> _Problem statement_
Rewrite all the records below, swapping each "instance" for "occurrence" and leaving everything else untouched. Leave the pictures out.

> _Dataset entries_
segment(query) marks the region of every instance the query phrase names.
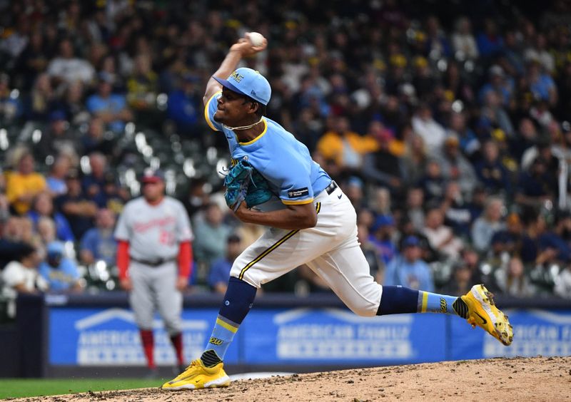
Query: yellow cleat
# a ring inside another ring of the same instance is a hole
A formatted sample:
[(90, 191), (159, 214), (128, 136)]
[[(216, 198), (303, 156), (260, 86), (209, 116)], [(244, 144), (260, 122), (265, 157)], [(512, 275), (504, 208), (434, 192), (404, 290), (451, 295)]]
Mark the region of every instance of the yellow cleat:
[(221, 362), (214, 367), (206, 367), (202, 361), (197, 359), (176, 378), (163, 383), (161, 388), (178, 391), (228, 386), (230, 385), (230, 378), (224, 372), (223, 366), (224, 364)]
[(513, 340), (513, 329), (507, 316), (497, 309), (493, 294), (484, 285), (474, 285), (462, 299), (468, 306), (468, 324), (481, 326), (492, 336), (509, 346)]

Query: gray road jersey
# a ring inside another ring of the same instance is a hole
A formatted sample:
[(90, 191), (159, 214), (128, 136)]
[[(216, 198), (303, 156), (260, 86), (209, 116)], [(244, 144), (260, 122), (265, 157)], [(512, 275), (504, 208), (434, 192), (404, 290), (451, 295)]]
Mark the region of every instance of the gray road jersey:
[(149, 261), (176, 257), (178, 244), (193, 239), (188, 215), (180, 201), (166, 196), (158, 205), (142, 197), (127, 202), (115, 237), (129, 242), (133, 258)]

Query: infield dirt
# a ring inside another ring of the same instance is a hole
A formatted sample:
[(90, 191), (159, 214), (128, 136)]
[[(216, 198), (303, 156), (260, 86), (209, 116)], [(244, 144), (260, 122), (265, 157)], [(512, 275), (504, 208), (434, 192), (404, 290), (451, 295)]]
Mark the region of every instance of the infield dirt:
[(571, 357), (464, 360), (294, 374), (225, 388), (91, 392), (11, 401), (571, 401)]

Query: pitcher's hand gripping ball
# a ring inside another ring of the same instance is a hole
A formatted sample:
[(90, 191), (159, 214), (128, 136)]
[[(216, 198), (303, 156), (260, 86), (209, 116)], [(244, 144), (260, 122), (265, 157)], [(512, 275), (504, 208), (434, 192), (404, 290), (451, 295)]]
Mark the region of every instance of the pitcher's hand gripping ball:
[(226, 205), (236, 212), (242, 201), (251, 208), (263, 204), (272, 197), (268, 182), (245, 158), (232, 168), (224, 179)]

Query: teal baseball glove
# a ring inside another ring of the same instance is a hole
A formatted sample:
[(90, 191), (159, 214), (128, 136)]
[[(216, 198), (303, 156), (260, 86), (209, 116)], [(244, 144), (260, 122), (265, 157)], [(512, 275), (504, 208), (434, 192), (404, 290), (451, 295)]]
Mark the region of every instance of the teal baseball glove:
[(224, 198), (226, 205), (236, 212), (242, 201), (251, 208), (263, 204), (272, 197), (270, 186), (258, 170), (248, 162), (246, 158), (236, 163), (224, 178), (226, 190)]

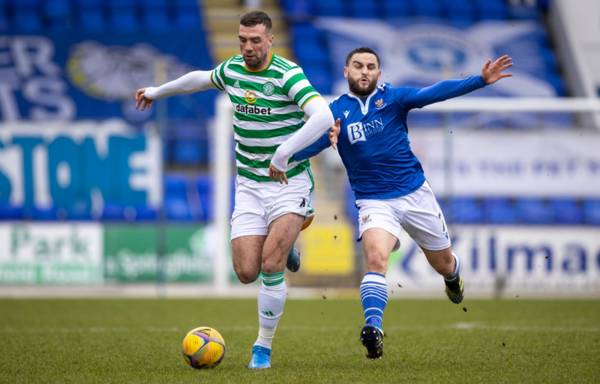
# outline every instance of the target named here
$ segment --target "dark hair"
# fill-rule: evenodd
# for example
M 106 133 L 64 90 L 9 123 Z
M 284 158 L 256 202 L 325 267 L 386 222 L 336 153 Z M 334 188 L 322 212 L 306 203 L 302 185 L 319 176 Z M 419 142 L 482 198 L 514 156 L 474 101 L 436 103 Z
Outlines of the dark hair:
M 346 66 L 348 64 L 350 64 L 350 59 L 352 59 L 352 56 L 354 56 L 357 53 L 370 53 L 372 55 L 375 55 L 375 58 L 377 59 L 377 66 L 381 67 L 381 62 L 379 61 L 379 55 L 377 54 L 377 52 L 375 52 L 373 49 L 371 49 L 369 47 L 358 47 L 358 48 L 354 48 L 353 50 L 351 50 L 350 53 L 348 54 L 348 56 L 346 56 Z
M 244 13 L 240 17 L 240 24 L 244 27 L 254 27 L 255 25 L 262 24 L 265 26 L 267 32 L 271 32 L 271 27 L 273 27 L 271 18 L 263 11 L 250 11 Z

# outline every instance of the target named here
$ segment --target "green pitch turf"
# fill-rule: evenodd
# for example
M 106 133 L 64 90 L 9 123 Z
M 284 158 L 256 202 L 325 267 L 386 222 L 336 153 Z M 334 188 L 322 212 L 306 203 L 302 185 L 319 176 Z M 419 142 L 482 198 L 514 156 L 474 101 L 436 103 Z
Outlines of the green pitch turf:
M 0 300 L 0 383 L 599 383 L 600 301 L 393 300 L 367 360 L 358 300 L 289 300 L 273 368 L 246 369 L 254 300 Z M 222 364 L 194 370 L 185 332 L 218 329 Z

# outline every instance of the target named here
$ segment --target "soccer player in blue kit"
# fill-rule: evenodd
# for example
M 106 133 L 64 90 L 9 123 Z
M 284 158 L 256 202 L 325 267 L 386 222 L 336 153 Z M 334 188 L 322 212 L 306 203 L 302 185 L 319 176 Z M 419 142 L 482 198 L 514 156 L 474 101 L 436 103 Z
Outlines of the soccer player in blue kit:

> _Worked solution_
segment(query) marks the region of every occurrence the query phrase names.
Query: yellow cleat
# a ring inside another ring of the same occurrence is a hole
A formatted sample:
[(90, 191), (159, 214), (128, 136)]
[[(216, 198), (303, 156), (260, 86), (209, 116)], [(244, 144), (260, 122), (265, 157)], [(512, 275), (504, 208), (434, 192), (404, 290), (451, 295)]]
Mark the region of every occurrence of the yellow cleat:
[(221, 362), (214, 367), (206, 367), (202, 361), (197, 359), (176, 378), (163, 383), (161, 388), (178, 391), (228, 386), (230, 385), (230, 378), (224, 372), (223, 366), (224, 364)]
[(513, 340), (513, 329), (507, 316), (497, 309), (493, 294), (484, 285), (474, 285), (462, 299), (468, 306), (468, 324), (481, 326), (492, 336), (509, 346)]

Query: gray road jersey
# a ring inside another ring of the same occurrence is a hole
A formatted sample:
[(90, 191), (159, 214), (128, 136)]
[[(216, 198), (303, 156), (260, 86), (209, 116)], [(244, 144), (260, 122), (265, 157)], [(512, 275), (504, 208), (434, 192), (404, 290), (451, 295)]]
Mark the region of every occurrence of the gray road jersey:
[(149, 261), (176, 257), (178, 244), (193, 239), (188, 215), (180, 201), (166, 196), (158, 205), (142, 197), (127, 202), (115, 237), (129, 242), (133, 258)]

Query: infield dirt
# a ring inside another ring of the same occurrence is a hole
A formatted sample:
[(90, 191), (159, 214), (128, 136)]
[[(216, 198), (303, 156), (260, 86), (209, 116)], [(244, 144), (260, 122), (265, 157)], [(512, 275), (504, 208), (434, 192), (404, 290), (451, 295)]]
Mark the region of every occurrence of the infield dirt:
[(571, 357), (464, 360), (294, 374), (225, 388), (91, 392), (11, 401), (571, 401)]

Query: pitcher's hand gripping ball
# a ring inside another ring of the same occurrence is a hole
A formatted sample:
[(90, 191), (159, 214), (128, 136)]
[[(216, 198), (303, 156), (260, 86), (209, 116)], [(244, 144), (260, 122), (265, 157)], [(512, 275), (504, 208), (434, 192), (404, 290), (451, 295)]]
Mark the region of every occurrence of the pitcher's hand gripping ball:
[(226, 205), (236, 212), (242, 201), (251, 208), (263, 204), (272, 197), (268, 182), (245, 158), (232, 168), (224, 179)]

Query: teal baseball glove
# a ring inside another ring of the same occurrence is a hole
A formatted sample:
[(90, 191), (159, 214), (128, 136)]
[[(216, 198), (303, 156), (260, 86), (209, 116)], [(244, 144), (260, 122), (265, 157)], [(512, 275), (504, 208), (434, 192), (404, 290), (451, 295)]]
Mark the region of every occurrence of the teal baseball glove:
[(224, 198), (226, 205), (236, 212), (242, 201), (251, 208), (263, 204), (272, 197), (270, 186), (258, 170), (248, 162), (246, 158), (236, 163), (224, 178), (226, 190)]

# outline every occurrence of the target named here
$ segment --target "dark hair"
# fill-rule: evenodd
# for example
M 106 133 L 64 90 L 9 123 Z
M 284 158 L 256 202 L 325 267 L 386 222 L 336 153 Z M 334 188 L 322 212 L 306 203 L 302 185 L 319 176 Z M 419 142 L 482 198 L 514 156 L 474 101 L 436 103 Z
Outlines of the dark hair:
M 346 66 L 348 64 L 350 64 L 350 59 L 352 59 L 352 56 L 354 56 L 357 53 L 370 53 L 372 55 L 375 55 L 375 58 L 377 59 L 377 66 L 381 67 L 381 62 L 379 61 L 379 55 L 377 54 L 377 52 L 375 52 L 373 49 L 371 49 L 369 47 L 358 47 L 358 48 L 354 48 L 353 50 L 351 50 L 350 53 L 348 54 L 348 56 L 346 56 Z
M 244 13 L 240 17 L 240 24 L 244 27 L 254 27 L 255 25 L 262 24 L 265 26 L 267 32 L 271 32 L 271 27 L 273 27 L 271 18 L 263 11 L 250 11 Z

# outline every occurrence of the target named here
$ segment --target "green pitch turf"
# fill-rule: evenodd
# for example
M 106 133 L 64 90 L 9 123 Z
M 284 158 L 256 202 L 325 267 L 386 222 L 336 153 Z M 334 188 L 322 212 L 306 203 L 302 185 L 319 176 Z M 419 142 L 482 198 L 514 156 L 474 101 L 436 103 Z
Outlines of the green pitch turf:
M 0 300 L 0 383 L 599 383 L 600 301 L 393 300 L 367 360 L 358 300 L 289 300 L 273 368 L 246 369 L 254 300 Z M 222 364 L 194 370 L 185 332 L 218 329 Z

# outline every occurrence of the target named here
$ segment --target "soccer player in blue kit"
# fill-rule: evenodd
# for example
M 106 133 L 64 90 L 9 123 Z
M 284 158 L 256 202 L 325 267 L 386 222 L 336 153 Z M 334 188 L 322 212 L 306 203 L 302 185 L 319 176 Z M 419 142 L 482 198 L 514 156 L 474 101 L 436 103 Z
Outlines of the soccer player in blue kit:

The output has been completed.